* **Directive**
Pick up the news article on the California climate change bills from where it stops and carry it forward.
-- START Extract --
SACRAMENTO (CN) - Two California climate change bills calling for a 50 percent reduction in vehicle fuel use and expansion of renewable energy are in limbo, facing holdouts by moderate Democrats days before a critical deadline.

Despite support from Gov. Jerry Brown and a host of Washington officials, moderate Democrats are withholding support of the bills written by Senate President Pro Tempore Kevin de Leon.

The Democratic holdouts, mainly representing smaller Central Valley economic districts, say the bills will decimate agriculture, which depends on petroleum.

The proposed fuel cuts also ignited the oil lobby, which paid for commercials calling the bills the "California Gas Restriction Act of 2015," and setting the scene for a small town versus big city environmental squabble.

Senate Bill 350 mandates a 50 percent cut in fuel use by 2030 and a 50 percent increase in the state's use of renewable energy. The "Climate Leadership Bills" breezed through the state Senate and three Assembly committees and await a full Assembly vote this week.

Democrats control 65 percent of the Assembly but an estimated 20 moderate Democrats have not committed to the bills and could combine with Republicans to crash de Leon's ambitious legislation.
-- END Extract --
-- START Data excerpt --
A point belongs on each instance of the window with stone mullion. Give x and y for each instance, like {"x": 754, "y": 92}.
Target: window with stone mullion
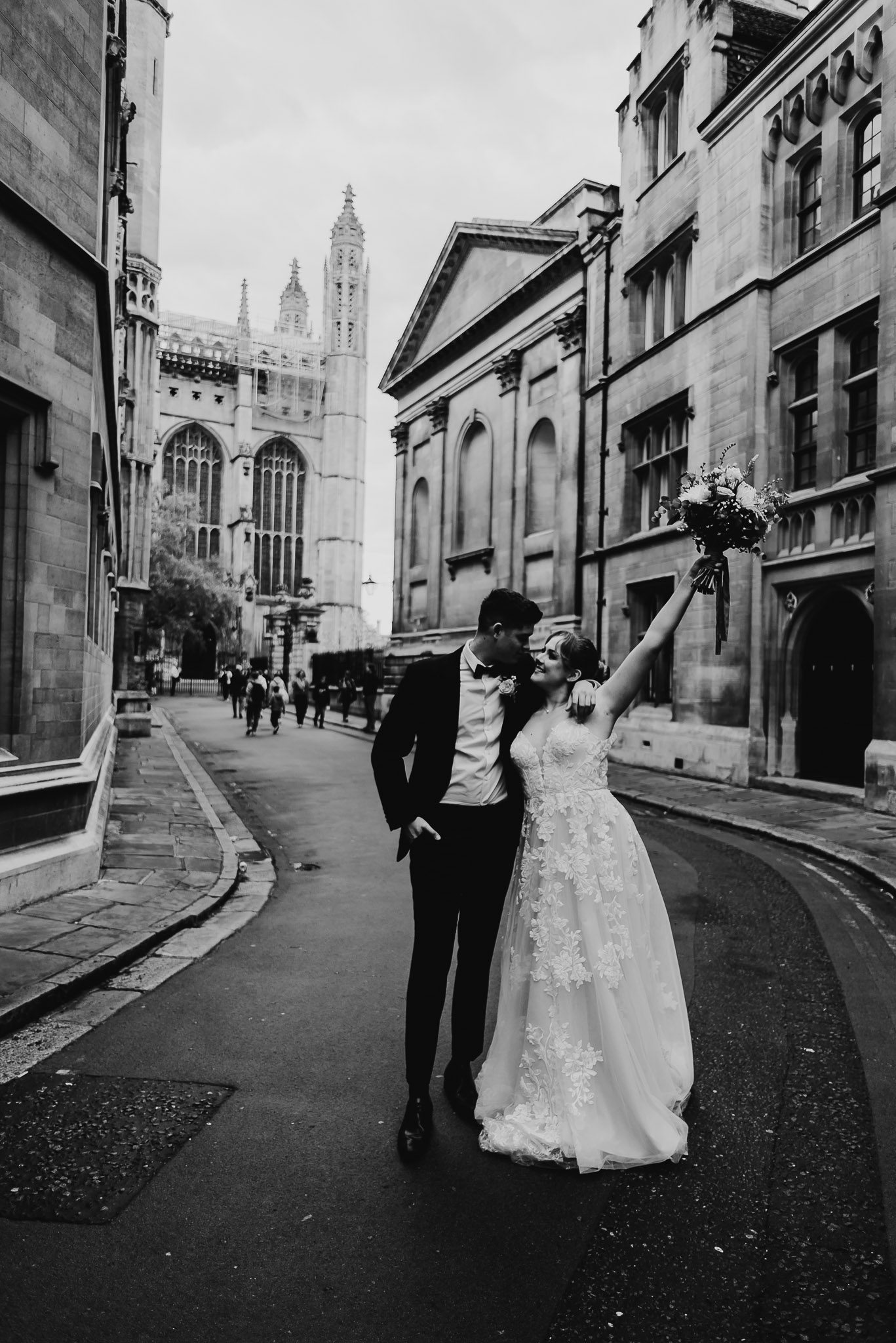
-- END Data excerpt --
* **Output of the task**
If passed, the bills would send a message to the world that California is committed to leading the nation in sustainable energy, de Leon said.

"This package of bills represents the most far reaching effort to fight climate change in the history of our nation," De Leon in June.

Environmental reform has been a major focus for the governor this year, including a recent trip to the Vatican where he discussed climate change with the Pope. Brown also hosted a group of international leaders at the Capitol in May, arranging a non-binding pact aimed at drastically cutting greenhouse gas emissions by 2050.

Brown and de Leon will represent California at the United Nations climate change conference in Paris this fall and highlight the state's greenhouse gases reduction plan.

Last week lawmakers sent Brown a bill requiring the state to divest its public pension funds from coal companies. New York and Massachusetts are considering similar bills. Norway recently voted to divest $880 billion in coal investments.

As the oil industry barrages Californians with warnings about gas rationing and mileage limits for drivers if the bills pass, polls show residents support increased climate change reform.

A recent poll from the Public Policy Institute of California, a nonpartisan think tank, found 73 percent of adults support petroleum reduction laws, and 62 percent feel global warming is already having an impact on the state's climate.

Brown and California lawmakers have found an improbable ally in the Catholic Church and Pope Francis. This summer the Pope issued a 192-page climate change action plan , imploring church leaders to back environmental issues. The Pope's call to action spurred California Catholic leaders into voicing support for the proposed bills last week in hopes of jolting the moderate Democrats.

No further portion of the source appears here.